Requisitos do problema: Retorne, sem nenhuma alteração, tudo o que vai de "Trata-se, em última" até "entretenimento de massa." no texto-fonte abaixo.

------ Texto-fonte ------

Trata-se, em última análise, da necessidade imperiosa de tomar as medidas necessárias para tornar o cinema uma atividade viável neste país. Sem isso, continuaremos dependentes para sempre do Estado, subordinados a uma agência sem autonomia, com participação reduzida no mercado interno, concorrendo em condições desiguais com produções milionárias importadas destinadas ao entretenimento de massa.

E se parássemos de fingir? é o sugestivo título do artigo de Jonathan Franzen publicado na revista The New Yorker, em setembro de 2019, e reproduzido na edição de outubro da piauí, no mesmo ano. Vale a pena ler na íntegra. Centrado na mudança climática, o texto de Franzen começa citando Kafka: “Há esperança infinita, mas não para nós.” Linhas adiante, ele adverte: “Neste nosso mundo que avança a passos rápidos escuridão adentro, o inverso do espirituoso aforismo de Kafka é igualmente verdadeiro: não há esperança alguma, a não ser para nós”.

No final, Franzen admite que a guerra total e irrestrita contra a mudança climática “só fazia sentido enquanto fosse uma batalha vencível. Tão logo aceitarmos que já a perdemos, outros tipos de ação assumirão um significado maior. A preparação para incêndios, enchentes e acolhimento de refugiados é um exemplo diretamente pertinente. Mas a catástrofe próxima salienta a urgência de quase todas as ações para melhorar o mundo. Em tempos de caos crescente, as pessoas buscam proteção no tribalismo e na força armada, e não no estado de direito, e nossa melhor defesa contra esse tipo de distopia é manter em funcionamento as democracias, os sistemas jurídicos e as comunidades. Nesse sentido, qualquer movimento em direção a uma sociedade civil mais justa pode ser considerado agora uma ação climática expressiva. Garantir eleições justas é uma ação climática.”

------ Material fornecido ------

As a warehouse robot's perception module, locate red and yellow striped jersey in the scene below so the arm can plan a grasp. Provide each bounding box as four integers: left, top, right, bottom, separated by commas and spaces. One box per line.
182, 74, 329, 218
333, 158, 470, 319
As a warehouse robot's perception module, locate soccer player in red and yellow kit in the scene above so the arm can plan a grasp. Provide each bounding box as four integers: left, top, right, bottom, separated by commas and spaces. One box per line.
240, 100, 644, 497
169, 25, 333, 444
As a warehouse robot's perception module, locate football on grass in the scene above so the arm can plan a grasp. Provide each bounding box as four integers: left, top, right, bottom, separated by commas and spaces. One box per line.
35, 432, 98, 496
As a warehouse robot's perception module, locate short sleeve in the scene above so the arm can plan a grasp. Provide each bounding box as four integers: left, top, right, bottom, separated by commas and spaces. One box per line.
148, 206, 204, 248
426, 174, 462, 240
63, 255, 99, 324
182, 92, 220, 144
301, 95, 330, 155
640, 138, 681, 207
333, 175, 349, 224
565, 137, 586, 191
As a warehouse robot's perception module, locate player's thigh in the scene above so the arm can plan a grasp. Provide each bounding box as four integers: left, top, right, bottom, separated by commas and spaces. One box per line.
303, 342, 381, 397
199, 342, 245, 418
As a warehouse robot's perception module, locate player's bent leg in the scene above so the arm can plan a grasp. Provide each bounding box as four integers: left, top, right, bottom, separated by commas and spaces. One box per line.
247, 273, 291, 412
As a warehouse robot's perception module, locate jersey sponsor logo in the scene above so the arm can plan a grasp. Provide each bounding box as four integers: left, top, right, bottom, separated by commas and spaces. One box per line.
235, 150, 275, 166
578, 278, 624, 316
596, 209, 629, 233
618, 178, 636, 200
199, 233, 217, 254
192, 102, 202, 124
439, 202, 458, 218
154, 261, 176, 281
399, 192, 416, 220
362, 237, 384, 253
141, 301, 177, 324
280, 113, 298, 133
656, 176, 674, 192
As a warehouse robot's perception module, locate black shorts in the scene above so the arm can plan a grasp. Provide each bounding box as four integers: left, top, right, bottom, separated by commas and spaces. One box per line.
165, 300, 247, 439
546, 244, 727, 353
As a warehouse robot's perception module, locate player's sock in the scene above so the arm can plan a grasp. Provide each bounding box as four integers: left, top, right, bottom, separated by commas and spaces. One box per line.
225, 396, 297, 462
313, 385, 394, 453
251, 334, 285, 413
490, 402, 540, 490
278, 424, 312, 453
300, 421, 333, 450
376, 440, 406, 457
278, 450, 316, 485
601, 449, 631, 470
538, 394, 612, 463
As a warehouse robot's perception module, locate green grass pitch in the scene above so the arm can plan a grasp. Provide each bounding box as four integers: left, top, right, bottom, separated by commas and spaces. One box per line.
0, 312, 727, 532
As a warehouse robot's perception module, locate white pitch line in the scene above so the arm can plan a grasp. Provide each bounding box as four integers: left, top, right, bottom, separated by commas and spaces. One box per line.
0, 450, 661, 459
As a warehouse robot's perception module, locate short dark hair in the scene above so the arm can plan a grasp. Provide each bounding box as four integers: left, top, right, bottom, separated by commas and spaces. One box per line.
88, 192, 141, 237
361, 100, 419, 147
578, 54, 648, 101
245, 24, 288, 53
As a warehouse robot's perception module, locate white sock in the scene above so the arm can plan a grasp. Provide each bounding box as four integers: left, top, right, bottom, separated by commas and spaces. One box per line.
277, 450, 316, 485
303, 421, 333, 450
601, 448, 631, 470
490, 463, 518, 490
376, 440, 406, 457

------

Resposta escrita:
Trata-se, em última análise, da necessidade imperiosa de tomar as medidas necessárias para tornar o cinema uma atividade viável neste país. Sem isso, continuaremos dependentes para sempre do Estado, subordinados a uma agência sem autonomia, com participação reduzida no mercado interno, concorrendo em condições desiguais com produções milionárias importadas destinadas ao entretenimento de massa.